Problem description
Output each entry exactly as written.
────────────────────
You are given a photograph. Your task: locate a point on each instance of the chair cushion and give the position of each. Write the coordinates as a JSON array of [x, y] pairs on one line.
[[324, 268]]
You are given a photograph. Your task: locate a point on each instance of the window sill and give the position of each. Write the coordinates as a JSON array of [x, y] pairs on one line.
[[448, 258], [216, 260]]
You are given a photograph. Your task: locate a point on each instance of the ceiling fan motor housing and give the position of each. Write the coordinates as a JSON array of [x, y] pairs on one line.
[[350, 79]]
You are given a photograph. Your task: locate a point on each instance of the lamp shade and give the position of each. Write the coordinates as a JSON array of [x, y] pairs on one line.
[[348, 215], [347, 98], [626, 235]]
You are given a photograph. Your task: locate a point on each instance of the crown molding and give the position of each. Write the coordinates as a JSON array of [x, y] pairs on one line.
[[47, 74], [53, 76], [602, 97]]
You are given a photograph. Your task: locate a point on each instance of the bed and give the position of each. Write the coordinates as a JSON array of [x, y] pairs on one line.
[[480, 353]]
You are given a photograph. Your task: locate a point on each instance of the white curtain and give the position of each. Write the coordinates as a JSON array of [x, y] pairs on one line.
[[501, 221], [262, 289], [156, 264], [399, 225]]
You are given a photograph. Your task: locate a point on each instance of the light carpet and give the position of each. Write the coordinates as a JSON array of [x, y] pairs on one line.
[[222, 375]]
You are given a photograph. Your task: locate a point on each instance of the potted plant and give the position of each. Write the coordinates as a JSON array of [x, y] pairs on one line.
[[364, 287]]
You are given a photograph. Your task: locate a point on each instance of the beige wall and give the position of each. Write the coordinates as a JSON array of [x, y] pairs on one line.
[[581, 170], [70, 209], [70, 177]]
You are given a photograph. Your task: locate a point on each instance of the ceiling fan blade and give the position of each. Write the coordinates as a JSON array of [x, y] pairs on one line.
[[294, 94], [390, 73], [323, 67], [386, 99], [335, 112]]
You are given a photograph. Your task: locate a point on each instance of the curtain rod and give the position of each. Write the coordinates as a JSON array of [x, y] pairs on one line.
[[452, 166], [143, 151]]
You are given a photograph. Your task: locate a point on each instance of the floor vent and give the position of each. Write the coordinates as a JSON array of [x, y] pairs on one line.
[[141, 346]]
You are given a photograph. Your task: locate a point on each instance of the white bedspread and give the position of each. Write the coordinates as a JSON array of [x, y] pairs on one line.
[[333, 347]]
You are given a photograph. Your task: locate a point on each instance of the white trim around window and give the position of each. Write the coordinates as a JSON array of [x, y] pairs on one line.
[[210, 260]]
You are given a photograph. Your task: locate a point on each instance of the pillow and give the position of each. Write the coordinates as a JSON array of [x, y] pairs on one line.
────────────────────
Task response
You are given a photograph. Your task: locate a point on each instance of the chair cushion and give the position of each. Write the coordinates as a JSON array of [x, y] pairs on one line.
[[324, 268]]
You are given a photograph. Your task: locate a point on each instance of the window sill and give the position of each. Write the coordinates as a JSON array of [x, y] pairs on one line.
[[448, 258], [216, 260]]
You are given a photograph. Your task: locate a point on each instance of the ceiling fan motor housing and give the position of each. Write the coordinates as a JSON array of [x, y] pairs on one line.
[[350, 79]]
You are given a photograph. Your task: locate a point on each instance of the lamp shade and give the position of each. Write the coordinates as a JSON array of [x, y] pairs on one line.
[[348, 215], [347, 98], [626, 235]]
You are given a photograph. Your task: locate a point on each instance of the crown molding and give the position of each. Write the coordinates as a JSON array of [x, y] pairs on one line.
[[47, 74], [53, 76], [602, 97]]
You are given a photograph. Your task: locate a point on each instance of the bed and give the position of each. Write the coordinates as a JSON array of [x, y] pairs on one line.
[[480, 353]]
You are given a photograph. Your task: locate a point on each instance of the white curtain and give the position of each. Write the coordinates as a JSON array of [x, y] pairs on one line.
[[501, 221], [262, 289], [156, 264], [399, 225]]
You are given a photograph. Your task: locate a point on each instance of the light carpet and give the position of each. Write the coordinates as a JSON array of [x, y] pairs on one line.
[[222, 375]]
You are given a photograph. Your task: locate a point on each instance of the potted plant and give the position of each. Write the coordinates as a JSON array of [x, y] pairs on one line.
[[364, 287]]
You are given a photograph. Your task: locate a point on each instance of the beige wall and give the position of each. Write the coordinates as a JSON array of [x, y] pairs on one line.
[[581, 170], [70, 209], [70, 177]]
You are given a photograph. Your task: locate a point on each instance of the ceiling fan blade and give the position of each. Write the coordinates as a JSON array of [x, y] pairs on one line.
[[294, 94], [390, 73], [323, 67], [386, 99], [335, 112]]
You are given a photograph. Your task: locate a point on each instance of the curtain rod and give the position of each. Write the coordinates as a JSON array of [x, y] pairs on one line.
[[452, 166], [143, 151]]
You are given a photograph. Your task: locate a point on each instance of the floor vent and give the position of each. Write the coordinates as a JSON array of [x, y] pairs on one line.
[[141, 346]]
You are given a photograph. Your task: locate a point on each instance of the white bedspread and give the position of each. Write the coordinates as a JSON array of [x, y] pairs on one line.
[[333, 347]]
You are given a photograph. Your task: locate a point on each instance of the white trim around window and give the position of each. Write the coordinates as a JSON array of [x, y] pairs on one line.
[[210, 260]]
You are given a photograph. Your task: locate a point on each instance of the pillow and give the position of each. Write the coordinates as a JSON array of [x, y] pairs on one line.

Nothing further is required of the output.